• _Short problem 1_: According to the excerpt on the 2002 Venezuelan oil strike below, how many barrels of oil and gasoline did the crisis keep from the world market over the next three months?
• _Short problem 2_: From the excerpt on the 2002 Venezuelan oil strike below, copy word for word the passage from "The United States also" to "an oil strike.".

• _Extract provided_:
☆ ☆ ☆ ☆

In December 2002, union and business leaders launched another general strike against Chavez. The strike was starting to weaken, when, on December 3, violent clashes with the National Guard mobilized white-collar oil managers to join the protest. Soon 18,000 PDVSA workers were off the job. Oil production, refining, and export were paralyzed. Over the next three months, the crisis kept some 200 million barrels of oil and gasoline from the world market.
ASLEEP AT THE WHEEL
Washington failed to adequately anticipate the Venezuelan crisis in part because of political myopia. In late 2002, the Iraq debate and preparations for the conflict overshadowed events in Caracas. Senior U.S. energy officials focused their attention on possible disruptions in the flow from the Middle East, not South America. Moreover, those U.S. government and industry analysts who did follow Venezuela underestimated the risk of a disruption. After all, Venezuela had been a steady supplier of oil for more than seven decades and had never suffered a complete halt in its oil production. Previous labor strikes had ended quickly. Analysts also underestimated President Chavez's willingness to sacrifice oil to politics. They were lulled into complacency when he first took office by the way he had defused worries through a string of benign actions, which seemed to give the lie to his fiery speeches.
The United States also faced an information collection problem. Access to Venezuelan government sources dried up after April 2002, when the United States prematurely supported Chavez's brief eviction from office. Washington's recognition of the interim government exacerbated existing tensions between Washington and Caracas once Chavez was restored. Venezuelan government officials became less willing to meet and talk to Americans about their strategy to respond to an oil strike.
The U.S. government was not the only agency that failed to detect the growing crisis. International oil companies also underestimated to some degree the extent and duration of the damage. The oil corporations expected PDVSA management to keep working throughout the strike and to replace striking workers. And they assumed that Chavez would do what he had to do to avoid a production collapse, discounting his ability to survive a three-month strike.

☆ ☆ ☆ ☆

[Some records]
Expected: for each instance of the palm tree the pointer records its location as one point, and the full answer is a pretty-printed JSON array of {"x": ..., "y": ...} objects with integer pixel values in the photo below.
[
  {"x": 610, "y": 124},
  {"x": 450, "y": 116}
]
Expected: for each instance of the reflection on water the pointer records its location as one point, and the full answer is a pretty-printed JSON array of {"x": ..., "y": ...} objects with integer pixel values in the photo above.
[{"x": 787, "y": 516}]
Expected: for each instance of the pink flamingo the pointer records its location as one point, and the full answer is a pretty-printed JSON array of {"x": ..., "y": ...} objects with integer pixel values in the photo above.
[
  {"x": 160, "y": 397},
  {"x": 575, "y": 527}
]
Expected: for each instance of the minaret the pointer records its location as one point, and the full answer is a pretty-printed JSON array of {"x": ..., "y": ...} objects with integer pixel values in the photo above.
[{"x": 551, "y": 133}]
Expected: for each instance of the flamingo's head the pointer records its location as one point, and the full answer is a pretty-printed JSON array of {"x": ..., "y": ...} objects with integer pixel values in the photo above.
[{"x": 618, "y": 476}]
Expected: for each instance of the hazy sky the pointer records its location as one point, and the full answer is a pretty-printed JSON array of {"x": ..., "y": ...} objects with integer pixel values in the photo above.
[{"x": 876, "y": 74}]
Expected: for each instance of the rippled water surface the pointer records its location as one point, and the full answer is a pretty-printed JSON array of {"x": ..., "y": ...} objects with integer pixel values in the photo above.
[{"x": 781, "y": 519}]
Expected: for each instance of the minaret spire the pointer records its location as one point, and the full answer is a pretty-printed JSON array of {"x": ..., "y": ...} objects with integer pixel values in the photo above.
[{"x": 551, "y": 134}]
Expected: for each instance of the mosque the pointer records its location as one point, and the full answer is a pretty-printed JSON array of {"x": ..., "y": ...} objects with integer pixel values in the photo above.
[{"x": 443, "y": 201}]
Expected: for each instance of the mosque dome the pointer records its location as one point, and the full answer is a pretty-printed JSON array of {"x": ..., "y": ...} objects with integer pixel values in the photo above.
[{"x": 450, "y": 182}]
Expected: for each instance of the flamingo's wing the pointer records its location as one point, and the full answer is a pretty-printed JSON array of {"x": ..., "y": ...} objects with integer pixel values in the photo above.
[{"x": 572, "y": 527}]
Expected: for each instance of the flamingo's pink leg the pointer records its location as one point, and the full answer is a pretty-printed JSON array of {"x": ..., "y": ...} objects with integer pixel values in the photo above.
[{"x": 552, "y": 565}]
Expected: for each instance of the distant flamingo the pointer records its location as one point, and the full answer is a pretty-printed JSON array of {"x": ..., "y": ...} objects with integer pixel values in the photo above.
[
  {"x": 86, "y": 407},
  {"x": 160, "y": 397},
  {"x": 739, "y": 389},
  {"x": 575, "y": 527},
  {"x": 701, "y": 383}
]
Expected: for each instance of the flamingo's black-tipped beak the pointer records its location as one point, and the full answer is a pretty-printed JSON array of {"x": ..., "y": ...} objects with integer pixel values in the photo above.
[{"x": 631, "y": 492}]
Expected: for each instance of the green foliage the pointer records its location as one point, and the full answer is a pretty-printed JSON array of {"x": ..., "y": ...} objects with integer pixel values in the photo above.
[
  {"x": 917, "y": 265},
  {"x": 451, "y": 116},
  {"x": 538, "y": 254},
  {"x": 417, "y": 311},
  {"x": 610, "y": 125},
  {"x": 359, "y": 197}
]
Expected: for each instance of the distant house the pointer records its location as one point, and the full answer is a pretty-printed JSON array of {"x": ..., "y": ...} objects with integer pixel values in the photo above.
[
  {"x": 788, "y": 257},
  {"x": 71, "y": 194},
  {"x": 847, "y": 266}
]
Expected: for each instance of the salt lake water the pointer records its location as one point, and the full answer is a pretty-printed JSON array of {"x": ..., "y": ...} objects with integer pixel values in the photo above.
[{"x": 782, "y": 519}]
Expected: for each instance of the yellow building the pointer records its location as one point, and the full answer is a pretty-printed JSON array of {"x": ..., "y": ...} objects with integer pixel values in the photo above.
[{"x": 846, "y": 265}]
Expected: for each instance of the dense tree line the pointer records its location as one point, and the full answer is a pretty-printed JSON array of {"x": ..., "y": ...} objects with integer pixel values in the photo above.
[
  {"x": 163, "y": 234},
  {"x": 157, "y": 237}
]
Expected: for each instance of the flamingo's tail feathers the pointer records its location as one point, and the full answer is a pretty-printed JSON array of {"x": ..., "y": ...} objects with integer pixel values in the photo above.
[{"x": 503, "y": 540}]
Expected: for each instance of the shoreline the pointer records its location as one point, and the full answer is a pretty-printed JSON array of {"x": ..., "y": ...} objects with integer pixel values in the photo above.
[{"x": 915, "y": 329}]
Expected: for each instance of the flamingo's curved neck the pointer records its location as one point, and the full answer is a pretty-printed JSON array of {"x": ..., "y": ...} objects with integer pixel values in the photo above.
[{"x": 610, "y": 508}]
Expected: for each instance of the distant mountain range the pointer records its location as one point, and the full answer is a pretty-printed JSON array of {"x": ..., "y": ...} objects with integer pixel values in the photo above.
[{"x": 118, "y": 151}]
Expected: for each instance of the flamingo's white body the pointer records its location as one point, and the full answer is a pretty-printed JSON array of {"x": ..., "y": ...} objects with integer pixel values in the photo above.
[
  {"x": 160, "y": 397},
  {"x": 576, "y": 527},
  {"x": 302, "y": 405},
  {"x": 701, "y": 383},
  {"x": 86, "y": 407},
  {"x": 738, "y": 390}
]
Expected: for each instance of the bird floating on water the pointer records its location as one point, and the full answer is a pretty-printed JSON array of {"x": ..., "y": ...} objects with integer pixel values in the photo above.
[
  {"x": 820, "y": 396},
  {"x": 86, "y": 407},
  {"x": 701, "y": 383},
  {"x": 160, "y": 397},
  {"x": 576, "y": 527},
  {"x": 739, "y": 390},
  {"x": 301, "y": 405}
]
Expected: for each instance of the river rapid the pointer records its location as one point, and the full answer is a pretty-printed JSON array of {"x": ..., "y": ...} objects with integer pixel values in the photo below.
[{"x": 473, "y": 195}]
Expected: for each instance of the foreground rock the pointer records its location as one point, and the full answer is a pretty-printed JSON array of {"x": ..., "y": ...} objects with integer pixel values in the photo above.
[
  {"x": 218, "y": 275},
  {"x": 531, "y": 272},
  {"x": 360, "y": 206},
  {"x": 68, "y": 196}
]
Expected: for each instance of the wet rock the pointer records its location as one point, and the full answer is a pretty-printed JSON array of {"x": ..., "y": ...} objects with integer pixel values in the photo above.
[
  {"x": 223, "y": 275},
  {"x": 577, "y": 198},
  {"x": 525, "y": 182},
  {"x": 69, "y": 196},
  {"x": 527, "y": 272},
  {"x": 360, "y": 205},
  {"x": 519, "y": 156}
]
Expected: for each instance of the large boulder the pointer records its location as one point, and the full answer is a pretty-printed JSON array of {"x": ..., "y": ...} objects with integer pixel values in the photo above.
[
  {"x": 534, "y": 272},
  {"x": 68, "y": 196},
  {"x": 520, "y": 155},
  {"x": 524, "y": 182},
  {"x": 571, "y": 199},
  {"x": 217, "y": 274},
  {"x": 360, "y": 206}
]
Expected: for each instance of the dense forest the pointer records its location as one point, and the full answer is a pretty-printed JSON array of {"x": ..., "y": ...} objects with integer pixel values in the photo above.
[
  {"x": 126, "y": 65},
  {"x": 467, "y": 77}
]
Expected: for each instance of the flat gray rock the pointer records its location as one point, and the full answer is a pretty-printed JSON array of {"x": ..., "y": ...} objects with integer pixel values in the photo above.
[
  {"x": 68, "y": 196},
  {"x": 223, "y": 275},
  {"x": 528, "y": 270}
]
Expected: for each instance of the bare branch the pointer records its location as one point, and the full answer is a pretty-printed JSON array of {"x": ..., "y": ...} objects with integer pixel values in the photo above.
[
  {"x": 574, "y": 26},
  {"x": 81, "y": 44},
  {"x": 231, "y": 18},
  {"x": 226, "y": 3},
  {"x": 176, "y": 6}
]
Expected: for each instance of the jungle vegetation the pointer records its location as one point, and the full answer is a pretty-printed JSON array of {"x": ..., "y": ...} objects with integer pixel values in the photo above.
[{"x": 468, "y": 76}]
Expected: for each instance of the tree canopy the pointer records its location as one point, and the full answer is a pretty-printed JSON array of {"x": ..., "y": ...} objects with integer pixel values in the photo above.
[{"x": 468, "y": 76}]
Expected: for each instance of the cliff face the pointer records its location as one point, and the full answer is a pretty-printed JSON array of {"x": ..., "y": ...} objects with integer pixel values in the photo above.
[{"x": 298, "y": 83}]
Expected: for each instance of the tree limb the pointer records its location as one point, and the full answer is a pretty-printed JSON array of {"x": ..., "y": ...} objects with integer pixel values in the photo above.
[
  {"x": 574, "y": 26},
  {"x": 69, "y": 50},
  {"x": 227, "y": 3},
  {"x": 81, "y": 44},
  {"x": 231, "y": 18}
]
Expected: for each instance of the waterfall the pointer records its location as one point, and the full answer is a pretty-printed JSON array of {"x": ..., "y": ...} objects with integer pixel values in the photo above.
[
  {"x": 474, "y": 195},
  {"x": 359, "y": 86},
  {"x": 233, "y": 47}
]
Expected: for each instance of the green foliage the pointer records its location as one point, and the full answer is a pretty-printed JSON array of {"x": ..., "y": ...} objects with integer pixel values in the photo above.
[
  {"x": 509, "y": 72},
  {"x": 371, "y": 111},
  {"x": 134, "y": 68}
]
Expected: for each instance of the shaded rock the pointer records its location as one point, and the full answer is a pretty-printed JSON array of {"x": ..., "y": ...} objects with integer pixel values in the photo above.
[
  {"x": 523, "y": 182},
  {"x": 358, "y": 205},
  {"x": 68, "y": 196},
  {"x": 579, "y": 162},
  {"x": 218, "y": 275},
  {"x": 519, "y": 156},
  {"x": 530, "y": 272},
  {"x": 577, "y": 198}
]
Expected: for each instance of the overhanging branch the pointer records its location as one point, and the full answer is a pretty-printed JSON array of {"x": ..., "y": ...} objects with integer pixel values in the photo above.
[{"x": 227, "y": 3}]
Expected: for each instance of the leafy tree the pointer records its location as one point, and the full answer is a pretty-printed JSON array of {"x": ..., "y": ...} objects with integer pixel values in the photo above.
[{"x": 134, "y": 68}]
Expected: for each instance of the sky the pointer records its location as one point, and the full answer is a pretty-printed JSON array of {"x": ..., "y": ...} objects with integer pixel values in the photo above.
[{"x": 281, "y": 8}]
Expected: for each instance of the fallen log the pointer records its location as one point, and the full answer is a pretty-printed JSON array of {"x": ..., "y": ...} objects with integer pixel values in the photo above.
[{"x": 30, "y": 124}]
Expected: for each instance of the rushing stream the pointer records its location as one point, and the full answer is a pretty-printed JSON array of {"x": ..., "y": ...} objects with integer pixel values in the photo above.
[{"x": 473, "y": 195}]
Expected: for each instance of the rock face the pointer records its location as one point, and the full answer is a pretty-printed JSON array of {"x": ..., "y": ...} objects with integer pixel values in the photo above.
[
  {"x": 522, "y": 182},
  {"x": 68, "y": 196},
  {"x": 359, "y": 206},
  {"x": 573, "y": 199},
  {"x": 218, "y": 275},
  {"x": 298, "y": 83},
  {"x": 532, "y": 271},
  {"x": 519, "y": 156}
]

☆ ☆ ☆ ☆

• _Written response 1_: Some 200 million barrels.

• _Written response 2_:
The United States also faced an information collection problem. Access to Venezuelan government sources dried up after April 2002, when the United States prematurely supported Chavez's brief eviction from office. Washington's recognition of the interim government exacerbated existing tensions between Washington and Caracas once Chavez was restored. Venezuelan government officials became less willing to meet and talk to Americans about their strategy to respond to an oil strike.